* BEGIN Material supplied *

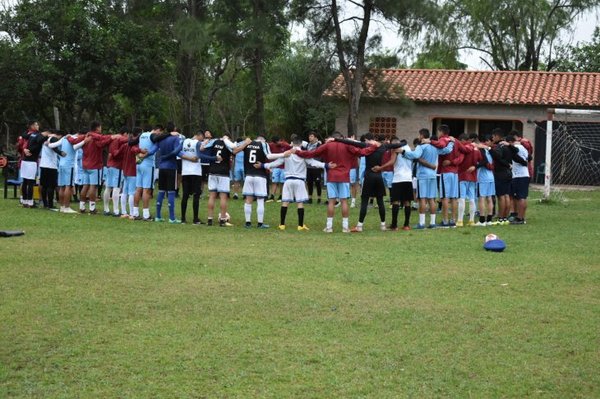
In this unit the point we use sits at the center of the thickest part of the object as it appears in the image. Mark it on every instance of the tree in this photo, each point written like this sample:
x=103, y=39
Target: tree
x=328, y=18
x=510, y=34
x=585, y=57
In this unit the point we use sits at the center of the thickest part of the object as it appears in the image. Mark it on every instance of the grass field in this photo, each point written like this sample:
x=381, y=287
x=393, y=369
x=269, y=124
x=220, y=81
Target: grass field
x=97, y=307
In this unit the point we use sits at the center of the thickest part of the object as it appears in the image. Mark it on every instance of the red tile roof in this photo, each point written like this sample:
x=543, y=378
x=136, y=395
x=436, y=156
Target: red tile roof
x=479, y=87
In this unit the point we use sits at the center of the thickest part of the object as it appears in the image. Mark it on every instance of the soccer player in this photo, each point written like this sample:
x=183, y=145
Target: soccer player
x=114, y=173
x=314, y=176
x=338, y=179
x=467, y=178
x=294, y=188
x=402, y=188
x=169, y=148
x=92, y=164
x=486, y=188
x=255, y=184
x=144, y=179
x=520, y=179
x=192, y=157
x=49, y=169
x=219, y=180
x=427, y=156
x=277, y=146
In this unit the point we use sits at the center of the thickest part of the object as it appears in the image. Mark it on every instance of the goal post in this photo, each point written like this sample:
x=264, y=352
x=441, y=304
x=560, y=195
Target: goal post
x=576, y=135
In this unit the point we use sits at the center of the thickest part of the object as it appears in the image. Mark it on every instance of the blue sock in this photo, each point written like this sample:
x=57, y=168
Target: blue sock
x=171, y=196
x=159, y=200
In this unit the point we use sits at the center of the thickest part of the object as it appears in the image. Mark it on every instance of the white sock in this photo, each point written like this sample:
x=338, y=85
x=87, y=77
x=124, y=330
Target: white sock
x=248, y=212
x=330, y=223
x=472, y=210
x=260, y=209
x=461, y=209
x=116, y=196
x=106, y=198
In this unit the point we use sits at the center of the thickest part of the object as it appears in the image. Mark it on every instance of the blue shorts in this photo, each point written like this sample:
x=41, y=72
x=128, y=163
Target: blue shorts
x=449, y=185
x=486, y=189
x=467, y=189
x=353, y=176
x=338, y=190
x=144, y=177
x=238, y=174
x=91, y=177
x=278, y=176
x=387, y=178
x=129, y=185
x=114, y=177
x=427, y=188
x=66, y=176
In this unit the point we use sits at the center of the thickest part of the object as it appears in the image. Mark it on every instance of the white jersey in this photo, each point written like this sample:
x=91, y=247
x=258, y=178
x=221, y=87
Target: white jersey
x=294, y=166
x=49, y=158
x=402, y=168
x=189, y=167
x=519, y=170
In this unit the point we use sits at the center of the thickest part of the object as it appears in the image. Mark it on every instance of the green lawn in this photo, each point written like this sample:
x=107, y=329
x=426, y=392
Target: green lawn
x=99, y=307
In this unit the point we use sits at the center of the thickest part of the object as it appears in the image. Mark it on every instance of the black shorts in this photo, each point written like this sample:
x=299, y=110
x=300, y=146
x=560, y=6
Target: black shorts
x=373, y=186
x=48, y=177
x=167, y=179
x=503, y=187
x=402, y=192
x=520, y=187
x=191, y=184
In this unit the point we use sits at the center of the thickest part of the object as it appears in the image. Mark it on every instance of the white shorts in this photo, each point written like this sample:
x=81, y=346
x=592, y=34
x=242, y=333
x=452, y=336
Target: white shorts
x=218, y=184
x=28, y=170
x=294, y=190
x=255, y=186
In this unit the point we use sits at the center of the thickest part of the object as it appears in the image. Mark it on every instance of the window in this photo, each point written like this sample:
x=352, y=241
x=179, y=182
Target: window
x=383, y=125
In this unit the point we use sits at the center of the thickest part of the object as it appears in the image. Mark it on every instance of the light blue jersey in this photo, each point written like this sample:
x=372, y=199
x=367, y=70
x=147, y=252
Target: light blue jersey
x=430, y=154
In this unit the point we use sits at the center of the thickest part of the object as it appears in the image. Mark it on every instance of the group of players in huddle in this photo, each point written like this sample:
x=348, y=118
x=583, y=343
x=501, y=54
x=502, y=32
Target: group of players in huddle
x=493, y=170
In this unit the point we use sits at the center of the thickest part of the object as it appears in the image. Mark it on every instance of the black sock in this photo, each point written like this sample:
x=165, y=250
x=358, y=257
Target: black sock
x=407, y=211
x=282, y=215
x=395, y=210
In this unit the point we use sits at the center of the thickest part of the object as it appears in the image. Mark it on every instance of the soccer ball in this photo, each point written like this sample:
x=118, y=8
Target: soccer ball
x=491, y=237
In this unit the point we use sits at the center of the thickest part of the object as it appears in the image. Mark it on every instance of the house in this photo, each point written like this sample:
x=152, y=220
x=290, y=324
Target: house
x=466, y=101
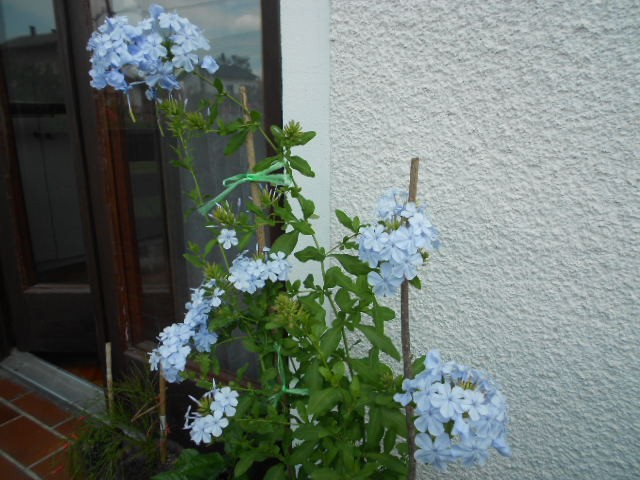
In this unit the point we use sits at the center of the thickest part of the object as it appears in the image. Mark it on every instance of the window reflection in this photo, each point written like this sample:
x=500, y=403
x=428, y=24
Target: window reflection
x=233, y=28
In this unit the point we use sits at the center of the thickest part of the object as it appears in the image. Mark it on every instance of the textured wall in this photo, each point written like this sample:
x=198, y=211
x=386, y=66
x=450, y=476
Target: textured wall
x=526, y=115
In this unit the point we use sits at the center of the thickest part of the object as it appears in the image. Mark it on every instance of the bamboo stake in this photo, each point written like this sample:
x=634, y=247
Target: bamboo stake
x=405, y=334
x=107, y=352
x=261, y=236
x=163, y=416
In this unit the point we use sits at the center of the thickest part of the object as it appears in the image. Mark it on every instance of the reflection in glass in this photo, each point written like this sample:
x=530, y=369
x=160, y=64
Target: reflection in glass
x=31, y=72
x=233, y=28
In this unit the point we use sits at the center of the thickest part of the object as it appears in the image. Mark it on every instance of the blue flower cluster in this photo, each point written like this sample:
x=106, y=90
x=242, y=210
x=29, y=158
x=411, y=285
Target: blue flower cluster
x=177, y=340
x=153, y=52
x=250, y=274
x=396, y=243
x=211, y=415
x=460, y=414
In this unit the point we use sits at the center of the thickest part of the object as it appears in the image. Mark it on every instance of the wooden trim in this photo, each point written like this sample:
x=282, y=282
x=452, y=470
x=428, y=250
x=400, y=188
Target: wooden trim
x=11, y=176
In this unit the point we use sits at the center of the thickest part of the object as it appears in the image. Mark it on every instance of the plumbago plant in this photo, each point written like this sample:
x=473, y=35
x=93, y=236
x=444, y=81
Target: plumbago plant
x=317, y=409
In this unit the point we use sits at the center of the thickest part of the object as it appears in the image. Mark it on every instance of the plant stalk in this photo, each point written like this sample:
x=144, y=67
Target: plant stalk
x=405, y=334
x=261, y=236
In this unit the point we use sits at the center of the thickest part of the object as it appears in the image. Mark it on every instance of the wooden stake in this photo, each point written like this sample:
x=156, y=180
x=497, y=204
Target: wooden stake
x=405, y=334
x=107, y=354
x=162, y=394
x=251, y=160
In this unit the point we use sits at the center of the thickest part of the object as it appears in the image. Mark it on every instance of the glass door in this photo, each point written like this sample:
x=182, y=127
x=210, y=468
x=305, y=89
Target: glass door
x=41, y=164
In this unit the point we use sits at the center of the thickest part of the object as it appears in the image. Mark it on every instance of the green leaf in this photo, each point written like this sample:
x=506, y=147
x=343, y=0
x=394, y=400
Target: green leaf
x=307, y=431
x=284, y=213
x=380, y=340
x=382, y=314
x=321, y=401
x=301, y=165
x=303, y=227
x=192, y=465
x=330, y=341
x=394, y=419
x=306, y=137
x=345, y=220
x=344, y=300
x=277, y=133
x=276, y=472
x=236, y=141
x=335, y=276
x=325, y=474
x=310, y=253
x=302, y=452
x=390, y=440
x=256, y=116
x=309, y=281
x=352, y=264
x=244, y=464
x=286, y=242
x=375, y=430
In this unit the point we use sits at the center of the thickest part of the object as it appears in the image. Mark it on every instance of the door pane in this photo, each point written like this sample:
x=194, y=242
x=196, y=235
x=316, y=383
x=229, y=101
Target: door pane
x=32, y=70
x=158, y=190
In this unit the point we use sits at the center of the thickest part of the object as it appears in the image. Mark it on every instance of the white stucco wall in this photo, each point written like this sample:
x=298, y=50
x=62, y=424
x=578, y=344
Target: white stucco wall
x=526, y=116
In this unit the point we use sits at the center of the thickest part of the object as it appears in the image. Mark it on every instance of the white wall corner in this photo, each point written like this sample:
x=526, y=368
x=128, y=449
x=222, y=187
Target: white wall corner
x=305, y=98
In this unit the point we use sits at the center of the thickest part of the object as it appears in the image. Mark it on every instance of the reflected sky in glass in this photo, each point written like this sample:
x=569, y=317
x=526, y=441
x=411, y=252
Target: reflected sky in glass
x=16, y=16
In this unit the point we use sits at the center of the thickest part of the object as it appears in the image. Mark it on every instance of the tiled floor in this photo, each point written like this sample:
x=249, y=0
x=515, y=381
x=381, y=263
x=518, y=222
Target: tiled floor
x=34, y=434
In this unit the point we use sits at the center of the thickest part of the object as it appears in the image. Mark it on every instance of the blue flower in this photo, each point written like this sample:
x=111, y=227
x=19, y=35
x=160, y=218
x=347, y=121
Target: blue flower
x=459, y=412
x=204, y=426
x=385, y=283
x=400, y=239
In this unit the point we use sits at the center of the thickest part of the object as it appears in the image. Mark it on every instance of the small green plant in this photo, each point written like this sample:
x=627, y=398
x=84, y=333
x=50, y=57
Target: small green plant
x=123, y=442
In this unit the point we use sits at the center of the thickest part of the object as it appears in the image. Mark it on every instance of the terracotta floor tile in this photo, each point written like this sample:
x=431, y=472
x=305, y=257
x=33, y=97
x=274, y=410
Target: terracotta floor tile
x=7, y=413
x=10, y=390
x=11, y=472
x=54, y=468
x=27, y=441
x=42, y=409
x=70, y=426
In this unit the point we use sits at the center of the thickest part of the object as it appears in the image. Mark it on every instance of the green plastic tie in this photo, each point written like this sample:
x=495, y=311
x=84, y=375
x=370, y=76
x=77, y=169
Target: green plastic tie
x=264, y=176
x=303, y=392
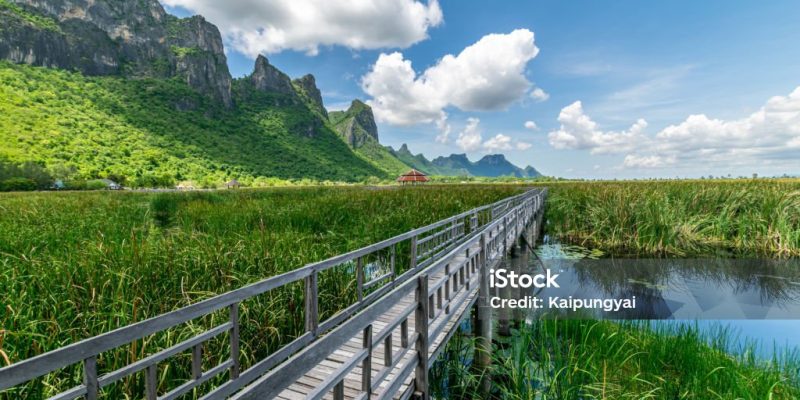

* END Material supplied *

Written instruction: Reproduce the data from the line with "of the group" up to and including the line with "x=493, y=170", substituting "formation" for every "huddle" and leaving everything else unchanged. Give only those lines.

Task output:
In this unit the point we use sits at the center of the thickest part of the object as it appears in the image. Mark it on every instance of the group of players in formation in this photo, each point written like this sample:
x=348, y=118
x=583, y=343
x=501, y=54
x=502, y=32
Target: group of players in formation
x=493, y=170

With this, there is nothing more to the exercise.